- **Objective 1**: Say whether each statement agrees with the court passage on the acting municipal manager, answering yes or no and quoting the deciding words: (a) Ms Norah Lion was appointed acting municipal manager for three months. (b) Mr Mkhombo brings the application only in his personal capacity. (c) Failing to join the municipality or Ms Lion is by itself fatal to the application.
- **Objective 2**: Please continue the court passage on the acting municipal manager from its last sentence.

— START Passage to read —

Clearly the municipality has a direct and substantial interest
in
these proceedings and should have been joined.
Furthermore,
the municipality appointed another person, Ms Norah Lion, as acting
municipal manager for a period of three months,
starting on the 1
st
of December 2014. She is therefore the current incumbent and also has
a direct and substantial interest in this application. The
applicant’s failure to join either the municipality or Ms Lion
as parties is in itself fatal to the application.
There is a
second point
in
limine,
and that is Mr Mkhombo’s
lack of authority. He says in his founding affidavit that he purports
to bring the application both
in his personal capacity and in his
capacity as acting municipal manager, following both the court order
and the decision of the
municipality to declare his appointment null
and void. He is of course no longer the acting municipal manager. For
that reason
also the application should be dismissed as he does not
have
locus standi
to bring the application in that capacity.

— END Passage to read —
— START Stored rows —

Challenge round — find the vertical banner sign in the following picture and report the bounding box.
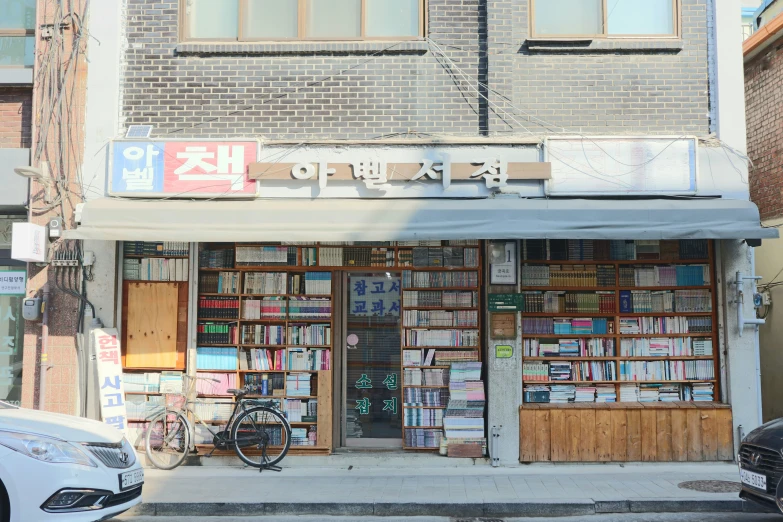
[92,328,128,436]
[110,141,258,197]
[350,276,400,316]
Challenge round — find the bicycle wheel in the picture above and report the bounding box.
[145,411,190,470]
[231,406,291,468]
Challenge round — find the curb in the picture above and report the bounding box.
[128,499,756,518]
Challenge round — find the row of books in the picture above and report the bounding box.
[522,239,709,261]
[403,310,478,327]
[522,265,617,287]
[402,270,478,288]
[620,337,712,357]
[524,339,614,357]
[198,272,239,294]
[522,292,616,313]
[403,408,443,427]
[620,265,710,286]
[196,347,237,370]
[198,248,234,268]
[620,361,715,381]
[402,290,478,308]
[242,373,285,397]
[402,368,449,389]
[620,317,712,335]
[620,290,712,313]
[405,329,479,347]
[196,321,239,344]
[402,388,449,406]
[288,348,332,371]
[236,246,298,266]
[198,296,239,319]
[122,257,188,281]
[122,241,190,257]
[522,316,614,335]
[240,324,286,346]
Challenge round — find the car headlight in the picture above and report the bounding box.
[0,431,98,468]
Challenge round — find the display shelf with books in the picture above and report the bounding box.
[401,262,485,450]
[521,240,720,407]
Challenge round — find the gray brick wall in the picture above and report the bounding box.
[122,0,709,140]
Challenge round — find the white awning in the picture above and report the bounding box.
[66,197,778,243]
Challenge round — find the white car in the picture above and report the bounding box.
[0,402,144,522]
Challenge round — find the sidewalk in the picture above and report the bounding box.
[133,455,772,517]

— END Stored rows —
— START Stored rows —

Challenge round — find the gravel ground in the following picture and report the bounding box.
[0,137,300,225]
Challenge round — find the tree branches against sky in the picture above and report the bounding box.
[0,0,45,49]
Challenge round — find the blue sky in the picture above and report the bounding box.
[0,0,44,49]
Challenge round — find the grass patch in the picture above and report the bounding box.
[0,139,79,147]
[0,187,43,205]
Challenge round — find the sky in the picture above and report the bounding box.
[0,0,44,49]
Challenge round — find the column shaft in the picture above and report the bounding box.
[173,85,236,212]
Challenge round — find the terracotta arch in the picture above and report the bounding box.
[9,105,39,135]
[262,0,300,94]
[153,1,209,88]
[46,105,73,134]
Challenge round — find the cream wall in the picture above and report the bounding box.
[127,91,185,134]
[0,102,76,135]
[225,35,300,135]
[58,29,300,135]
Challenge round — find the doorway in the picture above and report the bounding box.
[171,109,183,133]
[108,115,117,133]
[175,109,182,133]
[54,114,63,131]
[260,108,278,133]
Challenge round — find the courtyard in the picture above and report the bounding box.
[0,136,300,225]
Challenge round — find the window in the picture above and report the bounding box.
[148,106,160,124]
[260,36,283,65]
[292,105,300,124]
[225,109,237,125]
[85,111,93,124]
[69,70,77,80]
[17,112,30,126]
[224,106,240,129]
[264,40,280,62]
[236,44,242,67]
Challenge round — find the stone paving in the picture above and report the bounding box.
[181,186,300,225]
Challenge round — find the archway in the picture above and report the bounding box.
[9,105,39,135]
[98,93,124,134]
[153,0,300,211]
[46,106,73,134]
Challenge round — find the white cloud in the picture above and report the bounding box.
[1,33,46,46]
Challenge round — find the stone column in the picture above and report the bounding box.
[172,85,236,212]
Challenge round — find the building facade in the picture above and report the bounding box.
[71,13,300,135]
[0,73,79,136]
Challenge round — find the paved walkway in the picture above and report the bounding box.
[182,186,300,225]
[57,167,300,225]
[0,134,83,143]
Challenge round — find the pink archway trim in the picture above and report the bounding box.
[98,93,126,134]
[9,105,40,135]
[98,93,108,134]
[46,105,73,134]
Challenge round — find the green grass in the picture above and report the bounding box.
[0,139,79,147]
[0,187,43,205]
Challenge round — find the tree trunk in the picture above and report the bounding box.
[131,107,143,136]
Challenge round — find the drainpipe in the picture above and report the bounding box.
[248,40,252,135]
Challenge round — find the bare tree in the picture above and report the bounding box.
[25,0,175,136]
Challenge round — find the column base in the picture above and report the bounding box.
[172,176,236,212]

— END Stored rows —
— START Stored rows —

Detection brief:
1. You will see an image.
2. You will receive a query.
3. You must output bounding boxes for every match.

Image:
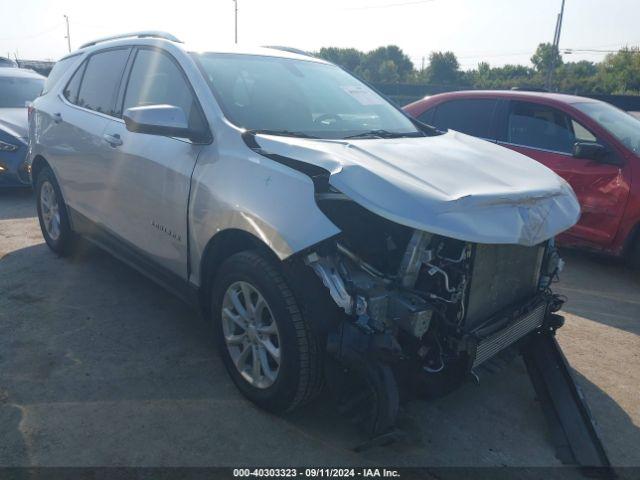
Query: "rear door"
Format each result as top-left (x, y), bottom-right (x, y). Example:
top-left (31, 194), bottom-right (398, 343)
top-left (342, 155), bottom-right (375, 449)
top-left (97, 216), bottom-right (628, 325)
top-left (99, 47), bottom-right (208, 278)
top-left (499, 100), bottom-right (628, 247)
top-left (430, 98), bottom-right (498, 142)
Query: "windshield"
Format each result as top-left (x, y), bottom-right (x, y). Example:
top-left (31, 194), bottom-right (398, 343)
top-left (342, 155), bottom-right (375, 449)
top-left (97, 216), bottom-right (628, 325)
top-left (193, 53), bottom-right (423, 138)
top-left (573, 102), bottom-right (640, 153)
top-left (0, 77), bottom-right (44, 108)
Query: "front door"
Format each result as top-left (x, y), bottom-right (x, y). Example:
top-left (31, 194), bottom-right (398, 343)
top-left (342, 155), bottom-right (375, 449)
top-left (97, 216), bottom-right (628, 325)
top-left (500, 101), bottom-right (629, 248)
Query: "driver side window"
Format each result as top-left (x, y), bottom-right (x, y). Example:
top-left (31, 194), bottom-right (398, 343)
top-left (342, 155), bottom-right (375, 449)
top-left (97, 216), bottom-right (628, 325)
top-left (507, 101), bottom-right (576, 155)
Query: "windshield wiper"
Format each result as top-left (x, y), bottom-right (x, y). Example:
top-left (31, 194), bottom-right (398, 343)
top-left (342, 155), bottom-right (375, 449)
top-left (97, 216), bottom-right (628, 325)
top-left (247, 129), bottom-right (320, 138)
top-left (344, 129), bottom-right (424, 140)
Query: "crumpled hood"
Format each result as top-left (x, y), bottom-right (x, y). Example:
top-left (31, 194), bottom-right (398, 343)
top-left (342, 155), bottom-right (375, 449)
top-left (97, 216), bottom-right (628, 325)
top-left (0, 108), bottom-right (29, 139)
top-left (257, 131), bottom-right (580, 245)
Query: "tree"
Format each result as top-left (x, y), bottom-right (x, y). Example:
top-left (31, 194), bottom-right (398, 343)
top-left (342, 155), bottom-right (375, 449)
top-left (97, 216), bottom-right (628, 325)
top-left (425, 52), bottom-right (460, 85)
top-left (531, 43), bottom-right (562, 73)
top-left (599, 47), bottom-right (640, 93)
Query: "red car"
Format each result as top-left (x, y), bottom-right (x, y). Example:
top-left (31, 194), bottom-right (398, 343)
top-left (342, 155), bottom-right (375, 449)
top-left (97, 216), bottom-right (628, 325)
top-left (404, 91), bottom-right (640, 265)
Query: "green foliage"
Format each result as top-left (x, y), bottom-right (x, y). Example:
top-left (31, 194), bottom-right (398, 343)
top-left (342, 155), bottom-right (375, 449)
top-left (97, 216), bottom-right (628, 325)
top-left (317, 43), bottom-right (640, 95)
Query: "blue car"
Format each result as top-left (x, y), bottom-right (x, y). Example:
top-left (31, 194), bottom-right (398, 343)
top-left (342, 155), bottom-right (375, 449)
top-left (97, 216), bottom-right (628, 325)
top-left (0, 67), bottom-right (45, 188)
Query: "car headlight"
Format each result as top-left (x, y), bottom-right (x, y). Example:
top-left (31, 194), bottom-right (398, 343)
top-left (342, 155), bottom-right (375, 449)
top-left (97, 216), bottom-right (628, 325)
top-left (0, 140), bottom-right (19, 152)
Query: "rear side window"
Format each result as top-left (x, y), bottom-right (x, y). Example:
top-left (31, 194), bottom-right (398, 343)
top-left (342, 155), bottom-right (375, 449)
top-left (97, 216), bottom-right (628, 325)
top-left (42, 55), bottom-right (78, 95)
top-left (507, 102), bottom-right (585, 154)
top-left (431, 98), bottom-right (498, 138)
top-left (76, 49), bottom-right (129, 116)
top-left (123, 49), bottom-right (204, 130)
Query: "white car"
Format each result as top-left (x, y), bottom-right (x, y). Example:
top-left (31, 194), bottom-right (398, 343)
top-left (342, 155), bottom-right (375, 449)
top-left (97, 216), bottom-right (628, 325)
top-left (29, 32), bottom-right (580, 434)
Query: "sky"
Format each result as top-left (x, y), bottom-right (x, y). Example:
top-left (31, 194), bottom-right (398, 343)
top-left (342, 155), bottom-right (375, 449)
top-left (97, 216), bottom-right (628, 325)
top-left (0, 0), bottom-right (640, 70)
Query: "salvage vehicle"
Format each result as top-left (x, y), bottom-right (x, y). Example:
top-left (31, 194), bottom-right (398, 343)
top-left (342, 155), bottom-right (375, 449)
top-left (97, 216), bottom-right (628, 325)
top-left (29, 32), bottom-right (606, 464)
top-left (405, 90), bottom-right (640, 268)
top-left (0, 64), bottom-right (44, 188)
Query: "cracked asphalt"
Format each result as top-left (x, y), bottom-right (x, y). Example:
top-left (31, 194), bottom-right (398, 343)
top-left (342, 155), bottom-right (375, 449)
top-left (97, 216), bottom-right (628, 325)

— END Stored rows —

- **Answer 1**:
(a) Yes: "the municipality appointed another person, Ms Norah Lion, as acting municipal manager for a period of three months"
(b) No: "he purports to bring the application both in his personal capacity and in his capacity as acting municipal manager"
(c) Yes: "The applicant’s failure to join either the municipality or Ms Lion as parties is in itself fatal to the application."

- **Answer 2**:
Thirdly,
as Mr
Venter
pointed out, the relief sought at this stage is academic and
impractical. It is trite that the court will not grant orders that
have no direct effect. In this regard, the facts before me are that
the municipality adopted the following resolutions on 1 December
2014: Firstly, to appoint Ms Lion as acting municipal manager for a
period of three months, i.e. until the end of February 2015;
secondly, to rescind the appointment of Mr Mkhombo as acting
municipal manager; and thirdly, and in any event, Mr Mkhombo has
already acted as municipal manager for a period of more than six
months. I agree with Mr
Venter
that on a clear reading of section 54A(2)(a) and (b) of the Systems
Act, that is not admissible.
In any
event, Mr Mkhombo’s last appointment as acting municipal
manager, commencing in October 2014, would already have expired
at
the end of December 2014. For that reason also, the relief sought
cannot be granted.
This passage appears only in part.